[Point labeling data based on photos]
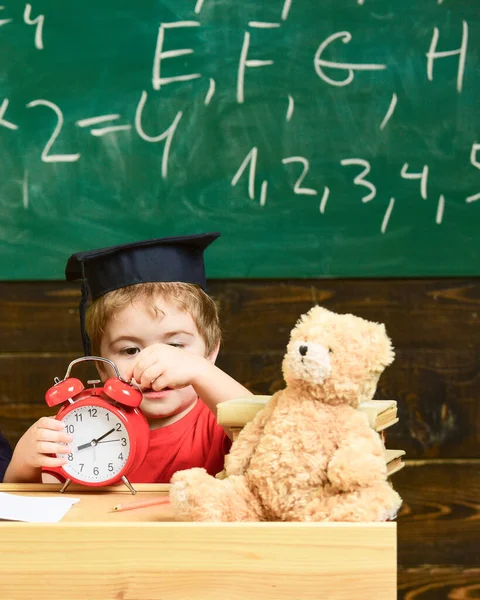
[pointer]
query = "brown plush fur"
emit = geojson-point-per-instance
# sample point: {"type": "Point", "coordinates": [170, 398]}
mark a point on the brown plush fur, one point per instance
{"type": "Point", "coordinates": [309, 455]}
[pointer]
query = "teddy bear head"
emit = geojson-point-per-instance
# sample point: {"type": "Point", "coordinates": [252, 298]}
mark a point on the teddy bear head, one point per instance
{"type": "Point", "coordinates": [334, 358]}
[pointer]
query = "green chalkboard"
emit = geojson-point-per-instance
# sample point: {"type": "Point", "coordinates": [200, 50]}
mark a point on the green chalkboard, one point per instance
{"type": "Point", "coordinates": [335, 138]}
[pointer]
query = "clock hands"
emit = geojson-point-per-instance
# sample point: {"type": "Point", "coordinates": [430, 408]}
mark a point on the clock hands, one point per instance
{"type": "Point", "coordinates": [95, 442]}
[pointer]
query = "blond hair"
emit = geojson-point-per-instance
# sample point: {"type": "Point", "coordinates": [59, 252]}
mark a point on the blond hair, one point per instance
{"type": "Point", "coordinates": [185, 296]}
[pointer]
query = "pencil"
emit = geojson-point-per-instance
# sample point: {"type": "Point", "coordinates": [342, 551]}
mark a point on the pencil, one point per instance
{"type": "Point", "coordinates": [140, 504]}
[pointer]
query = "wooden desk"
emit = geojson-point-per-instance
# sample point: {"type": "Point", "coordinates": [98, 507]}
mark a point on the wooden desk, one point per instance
{"type": "Point", "coordinates": [93, 554]}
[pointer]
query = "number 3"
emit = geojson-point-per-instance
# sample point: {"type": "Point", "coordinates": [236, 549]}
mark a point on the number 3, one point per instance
{"type": "Point", "coordinates": [359, 179]}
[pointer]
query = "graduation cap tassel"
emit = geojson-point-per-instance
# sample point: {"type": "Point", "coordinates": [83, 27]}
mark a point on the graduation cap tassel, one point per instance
{"type": "Point", "coordinates": [83, 309]}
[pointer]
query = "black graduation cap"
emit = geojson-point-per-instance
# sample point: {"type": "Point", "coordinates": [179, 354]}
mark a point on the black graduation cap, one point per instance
{"type": "Point", "coordinates": [164, 259]}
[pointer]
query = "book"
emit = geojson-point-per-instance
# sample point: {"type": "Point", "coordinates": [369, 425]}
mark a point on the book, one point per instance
{"type": "Point", "coordinates": [394, 461]}
{"type": "Point", "coordinates": [236, 413]}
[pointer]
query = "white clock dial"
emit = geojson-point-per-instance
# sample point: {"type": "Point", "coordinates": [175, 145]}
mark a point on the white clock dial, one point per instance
{"type": "Point", "coordinates": [100, 446]}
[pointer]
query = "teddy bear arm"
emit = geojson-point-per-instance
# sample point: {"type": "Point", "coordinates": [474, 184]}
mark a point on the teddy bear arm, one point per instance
{"type": "Point", "coordinates": [358, 462]}
{"type": "Point", "coordinates": [238, 459]}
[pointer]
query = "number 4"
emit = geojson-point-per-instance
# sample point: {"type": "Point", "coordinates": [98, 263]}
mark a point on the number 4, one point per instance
{"type": "Point", "coordinates": [423, 176]}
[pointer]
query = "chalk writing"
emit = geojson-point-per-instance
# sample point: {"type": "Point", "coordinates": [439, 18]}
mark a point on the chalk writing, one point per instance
{"type": "Point", "coordinates": [320, 63]}
{"type": "Point", "coordinates": [353, 120]}
{"type": "Point", "coordinates": [432, 54]}
{"type": "Point", "coordinates": [38, 21]}
{"type": "Point", "coordinates": [46, 157]}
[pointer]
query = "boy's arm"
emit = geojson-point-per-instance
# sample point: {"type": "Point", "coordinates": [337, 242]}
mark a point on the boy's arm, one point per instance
{"type": "Point", "coordinates": [161, 366]}
{"type": "Point", "coordinates": [214, 386]}
{"type": "Point", "coordinates": [45, 437]}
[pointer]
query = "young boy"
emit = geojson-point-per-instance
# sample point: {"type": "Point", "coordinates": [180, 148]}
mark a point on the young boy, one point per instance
{"type": "Point", "coordinates": [150, 316]}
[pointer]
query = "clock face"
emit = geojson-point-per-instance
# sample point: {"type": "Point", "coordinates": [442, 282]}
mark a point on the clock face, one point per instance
{"type": "Point", "coordinates": [101, 444]}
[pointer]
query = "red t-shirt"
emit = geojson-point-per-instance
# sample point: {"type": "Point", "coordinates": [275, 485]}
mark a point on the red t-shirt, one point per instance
{"type": "Point", "coordinates": [196, 440]}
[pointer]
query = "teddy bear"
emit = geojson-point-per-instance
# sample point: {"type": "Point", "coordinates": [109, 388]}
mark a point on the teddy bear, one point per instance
{"type": "Point", "coordinates": [308, 455]}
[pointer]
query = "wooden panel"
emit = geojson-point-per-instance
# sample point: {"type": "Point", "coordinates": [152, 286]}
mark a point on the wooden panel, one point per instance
{"type": "Point", "coordinates": [418, 313]}
{"type": "Point", "coordinates": [438, 583]}
{"type": "Point", "coordinates": [140, 561]}
{"type": "Point", "coordinates": [439, 523]}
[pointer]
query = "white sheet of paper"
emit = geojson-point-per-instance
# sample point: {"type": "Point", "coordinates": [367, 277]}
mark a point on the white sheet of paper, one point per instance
{"type": "Point", "coordinates": [34, 509]}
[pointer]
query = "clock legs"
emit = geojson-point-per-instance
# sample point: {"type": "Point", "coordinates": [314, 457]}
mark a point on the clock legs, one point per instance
{"type": "Point", "coordinates": [65, 485]}
{"type": "Point", "coordinates": [129, 485]}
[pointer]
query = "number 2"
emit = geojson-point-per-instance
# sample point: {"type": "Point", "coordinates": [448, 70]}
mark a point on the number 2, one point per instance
{"type": "Point", "coordinates": [306, 165]}
{"type": "Point", "coordinates": [46, 157]}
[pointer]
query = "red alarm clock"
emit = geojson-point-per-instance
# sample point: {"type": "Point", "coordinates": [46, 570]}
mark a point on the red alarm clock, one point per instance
{"type": "Point", "coordinates": [110, 433]}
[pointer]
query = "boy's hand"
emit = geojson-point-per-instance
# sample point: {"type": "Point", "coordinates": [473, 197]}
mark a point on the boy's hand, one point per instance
{"type": "Point", "coordinates": [162, 366]}
{"type": "Point", "coordinates": [46, 436]}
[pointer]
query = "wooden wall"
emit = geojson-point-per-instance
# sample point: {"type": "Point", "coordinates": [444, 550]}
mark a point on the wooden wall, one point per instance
{"type": "Point", "coordinates": [435, 328]}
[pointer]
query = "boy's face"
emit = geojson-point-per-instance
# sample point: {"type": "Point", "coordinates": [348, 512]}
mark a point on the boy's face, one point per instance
{"type": "Point", "coordinates": [137, 326]}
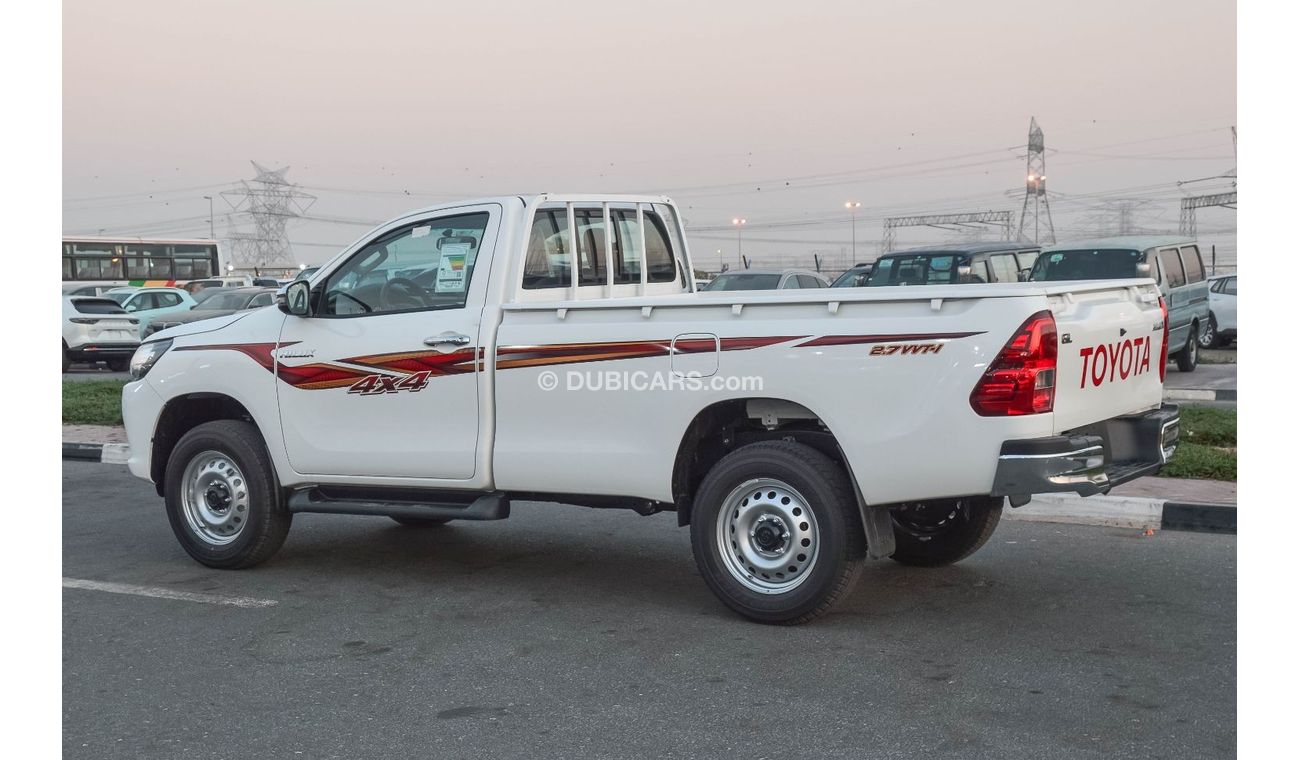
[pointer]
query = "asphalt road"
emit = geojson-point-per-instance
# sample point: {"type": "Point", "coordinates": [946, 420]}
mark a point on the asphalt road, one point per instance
{"type": "Point", "coordinates": [580, 633]}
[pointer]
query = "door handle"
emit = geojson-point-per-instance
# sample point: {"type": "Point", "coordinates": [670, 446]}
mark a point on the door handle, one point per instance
{"type": "Point", "coordinates": [447, 339]}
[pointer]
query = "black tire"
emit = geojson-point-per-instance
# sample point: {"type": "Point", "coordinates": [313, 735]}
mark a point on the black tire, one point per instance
{"type": "Point", "coordinates": [1188, 356]}
{"type": "Point", "coordinates": [1209, 335]}
{"type": "Point", "coordinates": [824, 487]}
{"type": "Point", "coordinates": [268, 519]}
{"type": "Point", "coordinates": [420, 521]}
{"type": "Point", "coordinates": [932, 534]}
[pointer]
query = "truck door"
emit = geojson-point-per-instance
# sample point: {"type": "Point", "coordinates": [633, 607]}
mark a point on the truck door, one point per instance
{"type": "Point", "coordinates": [382, 378]}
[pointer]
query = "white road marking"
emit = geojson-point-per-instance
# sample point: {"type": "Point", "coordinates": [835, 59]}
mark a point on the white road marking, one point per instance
{"type": "Point", "coordinates": [156, 593]}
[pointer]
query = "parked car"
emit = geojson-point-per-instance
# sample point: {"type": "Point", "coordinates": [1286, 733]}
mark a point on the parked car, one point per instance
{"type": "Point", "coordinates": [99, 329]}
{"type": "Point", "coordinates": [228, 281]}
{"type": "Point", "coordinates": [978, 263]}
{"type": "Point", "coordinates": [72, 289]}
{"type": "Point", "coordinates": [1221, 328]}
{"type": "Point", "coordinates": [228, 302]}
{"type": "Point", "coordinates": [766, 279]}
{"type": "Point", "coordinates": [857, 276]}
{"type": "Point", "coordinates": [150, 303]}
{"type": "Point", "coordinates": [427, 403]}
{"type": "Point", "coordinates": [1173, 263]}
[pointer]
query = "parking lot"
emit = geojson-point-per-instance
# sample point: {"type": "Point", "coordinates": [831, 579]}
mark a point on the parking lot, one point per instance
{"type": "Point", "coordinates": [570, 632]}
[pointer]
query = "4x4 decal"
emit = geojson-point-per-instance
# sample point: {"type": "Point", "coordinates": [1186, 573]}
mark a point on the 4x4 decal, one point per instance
{"type": "Point", "coordinates": [411, 370]}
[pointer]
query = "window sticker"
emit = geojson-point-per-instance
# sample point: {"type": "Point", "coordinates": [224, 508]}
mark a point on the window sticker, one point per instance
{"type": "Point", "coordinates": [451, 268]}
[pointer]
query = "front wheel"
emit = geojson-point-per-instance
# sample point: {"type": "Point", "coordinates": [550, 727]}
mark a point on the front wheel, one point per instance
{"type": "Point", "coordinates": [1209, 335]}
{"type": "Point", "coordinates": [931, 534]}
{"type": "Point", "coordinates": [221, 495]}
{"type": "Point", "coordinates": [776, 533]}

→ **EXERCISE OBJECTIVE**:
Gather every line above that contains the string "hands". Treat the match as case-sensitive.

→ **COMPLETE ANSWER**:
query = "clock hands"
mark a point on the clock hands, one point per instance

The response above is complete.